◆ READING PASSAGE ◆
^^^^^^^^^^^^^^^^
A computer revolution? Or £3bn spent on gloss?

TES reports on how teachers are still not plugged in after Labour's massive splurge on ICT. To read this article in full visit www.tes.co.uk/search/story/?story_id=2326939

(TES, 5 January 2007)


Hi-tech Reading Plus goggles claim to aid reading

City officials in Miami, USA claim that goggles that track students' eye movements are helping to produce dramatic reading improvements in some of their lowest performing schools. The technology can capture the erratic, laboured eye movements that signify a struggling reader via infrared sensors. The software displays the eye movements for teachers to view. Taylor associates, developers of the Reading Plus system in New York, claim that such visual training develops reading skills.

However, a Florida centre for reading research noted there was a lack of robust evidence of the effectiveness of Reading Plus. And Timothy Shanahan, director of Ilinois University's centre for literacy and president of the International Reading Association, said most evidence suggests training eyes to move more efficiently probably does not improve reading.

(TES, 23 June 2006)


Hi-tech equipment has 'low-impact' in Wales

The TES has reported findings from data received from local education authorities (LEAs) in 2004, which show that large numbers of computers in Welsh schools have not led to improved performance in the classroom. Although £80 million has been spent on ICT since 1999, LEAs found "no relationship between ICT provision and achievement".

Inspections agency, Estyn, reported that computer shortages and faulty equipment were largely to blame for weak standards in ICT in almost half of the Welsh secondaries it inspected in 2004-5. There are signs the arrival of interactive whiteboards has helped motivate disaffected students, though Simon Brown of Estyn said: "Sometimes the whiteboard is used in a way that seems to replicate the overhead projector and as a tool for things that could be done by simpler technology."

(TES Cymru, 7 June 2006)


School website motivates children to read and write

The TES has profiled pupils at Woodland Grange Primary School, Oadby, who have a school website, costing around £200 a year to maintain, which includes a pod-cast radio show, the chance to chat to Woody the school's own mascot and blogs written by pupils in which they share news ranging from messing around in the toilets to a child's prowess on a computer game.
^^^^^^^^^^^^^^^^
◆ PROVIDED RECORDS ◆
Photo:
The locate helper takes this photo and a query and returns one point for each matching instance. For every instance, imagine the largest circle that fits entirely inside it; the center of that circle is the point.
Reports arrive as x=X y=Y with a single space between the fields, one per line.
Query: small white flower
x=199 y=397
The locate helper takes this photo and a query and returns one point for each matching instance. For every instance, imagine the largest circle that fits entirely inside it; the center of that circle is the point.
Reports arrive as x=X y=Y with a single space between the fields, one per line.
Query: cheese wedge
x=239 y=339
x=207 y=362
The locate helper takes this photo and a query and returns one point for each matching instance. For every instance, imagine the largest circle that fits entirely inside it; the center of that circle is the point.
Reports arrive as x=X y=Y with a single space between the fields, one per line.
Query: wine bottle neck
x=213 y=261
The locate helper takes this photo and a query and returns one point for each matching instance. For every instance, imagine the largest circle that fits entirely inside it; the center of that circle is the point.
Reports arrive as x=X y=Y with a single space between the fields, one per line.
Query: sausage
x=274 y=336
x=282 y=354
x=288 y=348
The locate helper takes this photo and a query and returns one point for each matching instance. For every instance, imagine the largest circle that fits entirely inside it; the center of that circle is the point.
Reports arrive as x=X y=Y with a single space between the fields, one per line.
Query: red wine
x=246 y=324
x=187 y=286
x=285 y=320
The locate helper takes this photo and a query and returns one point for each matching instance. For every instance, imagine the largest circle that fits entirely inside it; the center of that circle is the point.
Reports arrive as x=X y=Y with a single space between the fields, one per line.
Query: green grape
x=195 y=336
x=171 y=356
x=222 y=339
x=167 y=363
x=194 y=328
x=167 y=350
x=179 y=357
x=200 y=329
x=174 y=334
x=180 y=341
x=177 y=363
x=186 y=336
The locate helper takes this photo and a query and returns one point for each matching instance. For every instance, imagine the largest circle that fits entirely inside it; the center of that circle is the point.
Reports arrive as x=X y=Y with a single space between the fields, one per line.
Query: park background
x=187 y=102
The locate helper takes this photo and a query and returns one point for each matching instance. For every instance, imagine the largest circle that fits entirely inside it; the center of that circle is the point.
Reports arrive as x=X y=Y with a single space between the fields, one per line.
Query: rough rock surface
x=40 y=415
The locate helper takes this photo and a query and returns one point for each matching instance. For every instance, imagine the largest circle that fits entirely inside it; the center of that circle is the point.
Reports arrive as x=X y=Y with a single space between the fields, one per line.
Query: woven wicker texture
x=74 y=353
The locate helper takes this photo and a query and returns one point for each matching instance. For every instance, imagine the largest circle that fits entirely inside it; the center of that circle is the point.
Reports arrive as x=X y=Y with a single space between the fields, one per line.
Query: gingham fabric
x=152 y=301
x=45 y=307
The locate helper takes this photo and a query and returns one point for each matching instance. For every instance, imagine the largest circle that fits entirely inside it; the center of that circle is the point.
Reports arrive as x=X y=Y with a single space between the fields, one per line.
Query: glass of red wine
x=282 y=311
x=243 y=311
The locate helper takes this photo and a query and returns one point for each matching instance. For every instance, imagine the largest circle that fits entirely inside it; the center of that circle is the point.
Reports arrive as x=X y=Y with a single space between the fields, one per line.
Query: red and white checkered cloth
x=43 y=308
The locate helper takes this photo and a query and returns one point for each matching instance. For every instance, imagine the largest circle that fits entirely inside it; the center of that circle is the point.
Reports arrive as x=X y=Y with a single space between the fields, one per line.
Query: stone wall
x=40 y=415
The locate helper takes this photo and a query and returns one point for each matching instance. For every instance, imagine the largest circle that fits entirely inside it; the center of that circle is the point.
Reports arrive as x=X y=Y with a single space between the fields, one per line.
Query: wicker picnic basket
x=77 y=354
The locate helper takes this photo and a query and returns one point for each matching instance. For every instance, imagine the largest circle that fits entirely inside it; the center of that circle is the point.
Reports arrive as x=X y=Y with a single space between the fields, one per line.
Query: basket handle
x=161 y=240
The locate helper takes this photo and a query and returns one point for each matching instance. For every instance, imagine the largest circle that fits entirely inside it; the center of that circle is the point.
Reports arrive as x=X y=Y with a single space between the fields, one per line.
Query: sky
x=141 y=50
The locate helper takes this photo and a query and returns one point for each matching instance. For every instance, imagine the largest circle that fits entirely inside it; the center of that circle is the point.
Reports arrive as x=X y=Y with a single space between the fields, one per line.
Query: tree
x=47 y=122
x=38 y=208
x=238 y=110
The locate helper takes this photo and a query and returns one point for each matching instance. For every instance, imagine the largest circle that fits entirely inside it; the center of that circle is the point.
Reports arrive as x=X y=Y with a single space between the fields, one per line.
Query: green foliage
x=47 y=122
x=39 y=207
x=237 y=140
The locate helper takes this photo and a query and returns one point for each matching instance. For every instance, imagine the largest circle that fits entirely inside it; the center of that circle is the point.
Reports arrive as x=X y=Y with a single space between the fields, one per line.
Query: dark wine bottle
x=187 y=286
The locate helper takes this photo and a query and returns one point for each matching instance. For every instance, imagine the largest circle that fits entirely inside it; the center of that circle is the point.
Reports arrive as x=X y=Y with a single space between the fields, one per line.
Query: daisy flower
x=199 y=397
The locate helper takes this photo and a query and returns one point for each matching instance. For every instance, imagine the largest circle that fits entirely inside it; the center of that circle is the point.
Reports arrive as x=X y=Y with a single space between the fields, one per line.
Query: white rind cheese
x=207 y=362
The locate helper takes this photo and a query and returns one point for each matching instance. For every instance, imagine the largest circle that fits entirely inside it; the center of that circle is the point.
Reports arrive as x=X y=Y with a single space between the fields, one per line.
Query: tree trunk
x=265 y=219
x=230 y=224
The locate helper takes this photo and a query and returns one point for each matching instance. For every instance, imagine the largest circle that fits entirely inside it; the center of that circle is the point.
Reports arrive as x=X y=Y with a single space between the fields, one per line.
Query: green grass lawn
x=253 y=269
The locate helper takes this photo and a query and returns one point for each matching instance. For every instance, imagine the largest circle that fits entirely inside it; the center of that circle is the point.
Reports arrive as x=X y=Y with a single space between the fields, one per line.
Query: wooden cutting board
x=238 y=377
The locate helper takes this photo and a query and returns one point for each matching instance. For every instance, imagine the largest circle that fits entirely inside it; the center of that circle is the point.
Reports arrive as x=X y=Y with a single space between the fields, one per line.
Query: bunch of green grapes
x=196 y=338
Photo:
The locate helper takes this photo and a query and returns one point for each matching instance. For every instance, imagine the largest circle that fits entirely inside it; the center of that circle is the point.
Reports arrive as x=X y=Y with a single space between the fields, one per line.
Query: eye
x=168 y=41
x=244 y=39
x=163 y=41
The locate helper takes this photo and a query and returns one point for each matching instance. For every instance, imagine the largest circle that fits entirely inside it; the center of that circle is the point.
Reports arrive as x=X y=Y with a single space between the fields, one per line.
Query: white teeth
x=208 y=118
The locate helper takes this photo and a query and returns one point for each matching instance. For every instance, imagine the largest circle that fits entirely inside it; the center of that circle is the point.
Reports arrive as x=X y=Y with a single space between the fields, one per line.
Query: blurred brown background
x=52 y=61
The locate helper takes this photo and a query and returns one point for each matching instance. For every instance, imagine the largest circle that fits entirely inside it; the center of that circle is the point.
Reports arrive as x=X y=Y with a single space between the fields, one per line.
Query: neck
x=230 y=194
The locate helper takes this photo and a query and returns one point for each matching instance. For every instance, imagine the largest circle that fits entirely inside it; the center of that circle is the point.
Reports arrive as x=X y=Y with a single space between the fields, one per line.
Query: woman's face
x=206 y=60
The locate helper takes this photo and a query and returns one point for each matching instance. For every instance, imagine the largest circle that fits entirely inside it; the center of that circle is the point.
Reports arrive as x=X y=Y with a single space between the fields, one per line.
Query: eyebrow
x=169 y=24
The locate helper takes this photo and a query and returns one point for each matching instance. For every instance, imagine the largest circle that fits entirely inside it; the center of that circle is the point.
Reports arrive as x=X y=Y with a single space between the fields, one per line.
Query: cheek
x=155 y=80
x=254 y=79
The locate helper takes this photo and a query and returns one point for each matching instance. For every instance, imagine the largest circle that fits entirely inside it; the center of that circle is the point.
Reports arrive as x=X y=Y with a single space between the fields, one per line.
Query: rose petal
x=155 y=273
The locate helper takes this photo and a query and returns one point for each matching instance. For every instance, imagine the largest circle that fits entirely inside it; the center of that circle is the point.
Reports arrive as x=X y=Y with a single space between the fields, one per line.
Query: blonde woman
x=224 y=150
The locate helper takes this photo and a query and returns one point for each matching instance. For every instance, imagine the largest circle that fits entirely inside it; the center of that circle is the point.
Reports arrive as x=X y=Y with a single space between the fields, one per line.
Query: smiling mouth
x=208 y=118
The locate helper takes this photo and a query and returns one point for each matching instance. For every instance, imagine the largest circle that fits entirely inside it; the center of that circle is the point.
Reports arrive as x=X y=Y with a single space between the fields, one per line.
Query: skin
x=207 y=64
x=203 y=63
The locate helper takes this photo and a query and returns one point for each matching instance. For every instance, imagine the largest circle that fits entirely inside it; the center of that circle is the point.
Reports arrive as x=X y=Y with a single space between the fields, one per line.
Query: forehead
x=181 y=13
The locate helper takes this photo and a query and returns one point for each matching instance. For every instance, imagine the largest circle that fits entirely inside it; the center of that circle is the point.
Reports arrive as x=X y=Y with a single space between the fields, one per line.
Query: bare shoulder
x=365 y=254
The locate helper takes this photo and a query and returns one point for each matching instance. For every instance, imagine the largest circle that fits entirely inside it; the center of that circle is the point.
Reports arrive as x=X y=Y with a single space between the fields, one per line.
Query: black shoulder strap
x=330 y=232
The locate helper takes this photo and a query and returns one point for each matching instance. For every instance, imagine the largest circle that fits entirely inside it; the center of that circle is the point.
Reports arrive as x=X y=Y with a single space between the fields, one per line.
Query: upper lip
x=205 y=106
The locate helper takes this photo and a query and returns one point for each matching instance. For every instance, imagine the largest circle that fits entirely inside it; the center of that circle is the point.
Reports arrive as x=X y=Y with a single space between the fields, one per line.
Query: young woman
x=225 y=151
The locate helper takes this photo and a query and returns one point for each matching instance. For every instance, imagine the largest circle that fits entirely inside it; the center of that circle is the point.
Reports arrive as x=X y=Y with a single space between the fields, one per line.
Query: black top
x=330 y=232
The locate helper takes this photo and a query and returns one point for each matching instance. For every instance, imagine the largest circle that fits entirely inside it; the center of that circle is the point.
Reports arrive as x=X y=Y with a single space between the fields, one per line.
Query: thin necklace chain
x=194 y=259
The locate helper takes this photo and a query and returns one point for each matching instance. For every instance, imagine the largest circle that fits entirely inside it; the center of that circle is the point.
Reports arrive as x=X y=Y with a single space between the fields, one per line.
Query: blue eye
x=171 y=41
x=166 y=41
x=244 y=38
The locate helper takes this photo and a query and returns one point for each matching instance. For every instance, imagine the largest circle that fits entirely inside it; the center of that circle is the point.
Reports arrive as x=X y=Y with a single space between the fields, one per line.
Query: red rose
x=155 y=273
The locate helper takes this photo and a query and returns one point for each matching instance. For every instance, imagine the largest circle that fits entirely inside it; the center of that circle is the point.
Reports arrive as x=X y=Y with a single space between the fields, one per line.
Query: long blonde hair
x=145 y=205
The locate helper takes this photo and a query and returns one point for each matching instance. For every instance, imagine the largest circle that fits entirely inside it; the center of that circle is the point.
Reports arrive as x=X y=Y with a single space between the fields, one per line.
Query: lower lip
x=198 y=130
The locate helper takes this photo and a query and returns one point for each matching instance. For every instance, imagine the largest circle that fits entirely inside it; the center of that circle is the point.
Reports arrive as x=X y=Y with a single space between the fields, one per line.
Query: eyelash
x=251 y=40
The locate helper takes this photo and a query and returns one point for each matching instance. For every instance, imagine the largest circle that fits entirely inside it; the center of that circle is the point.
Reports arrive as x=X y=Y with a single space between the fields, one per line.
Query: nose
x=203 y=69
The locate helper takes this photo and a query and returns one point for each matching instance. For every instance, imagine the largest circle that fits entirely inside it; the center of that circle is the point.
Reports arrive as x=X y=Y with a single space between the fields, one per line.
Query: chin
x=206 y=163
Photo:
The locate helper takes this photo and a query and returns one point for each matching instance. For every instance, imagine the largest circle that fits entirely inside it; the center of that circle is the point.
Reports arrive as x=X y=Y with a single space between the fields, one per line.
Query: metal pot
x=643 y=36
^^^^^^^^^^^^^^^^
◆ PROBLEM TO SOLVE ◆
Continue the news digest about technology in schools from the point where it stops.

◆ OUTPUT FOR THIS TASK ◆
Mr Smyton, deputy head, spends an hour a week updating the site and pupils can log on at lunch time to add their contributions. There is also a Thursday computer café for children wanting to learn web design. You can visit the school's website at www.woodlandwideweb.org.uk and Mr Smyton's blog about the website at www.tes.co.uk/blogs

(TES, 27 January 2006)


Google is changing the way children read

Linguistics Professor, Naomi Baron, comments on the way in which technology is changing reading.

"Internet search engines, such as Google, are terrific for quick research but they're ruining young people's ability to read. Students in my college classes no longer see any point in slogging through entire books. Why, they ask, can't they just search for a precis of the book or a single page from it containing the relevant information? Books, they say, are so… long. They're such an inefficient use of time. Want to know what the Mad Hatter said to Alice, or how history has judged Abraham Lincoln? Just Google it. The internet isn't bad for literacy, per se; students read quite a bit online, and they read very quickly; but search engines are training them to see all knowledge and literature as searchable "fragments" with no coherent purpose. Those of us who grew up reading books enjoyed hours of quiet serendipity, and often "happened upon issues and chapters that provided more interesting than our original queries". More important, reading successive pages and chapters taught us how to follow a sustained argument. That has been lost in the "search-and-seizure" approach to the written word. In the long-term, search engines may do to our minds what the automobile did to our bodies: make them flabby, lazy and incapable of strenuous effort."

(Los Angeles Times, December 2005)


How reading on screen changes the nature of reading

The Independent has reported that more and more of what we read is on screen and reading on screen is a terrible way to read compared with reading on paper. You read 50% less quickly on a standard computer screen than on paper. Your comprehension is also lower on work you read on screen.

(Independent, 9 November 2005)


Computer games hinder achievement for teen boys

The TES covered research which suggested that computers can help pupils do better at primary school but can hold back teenage boys, who spend too much time playing games. Research carried out for the Department for Education and Skills, by Leeds and Sheffield University's and BMRB, found that 16-year-old boys who were unable to resist computer games did worse at school than their peers.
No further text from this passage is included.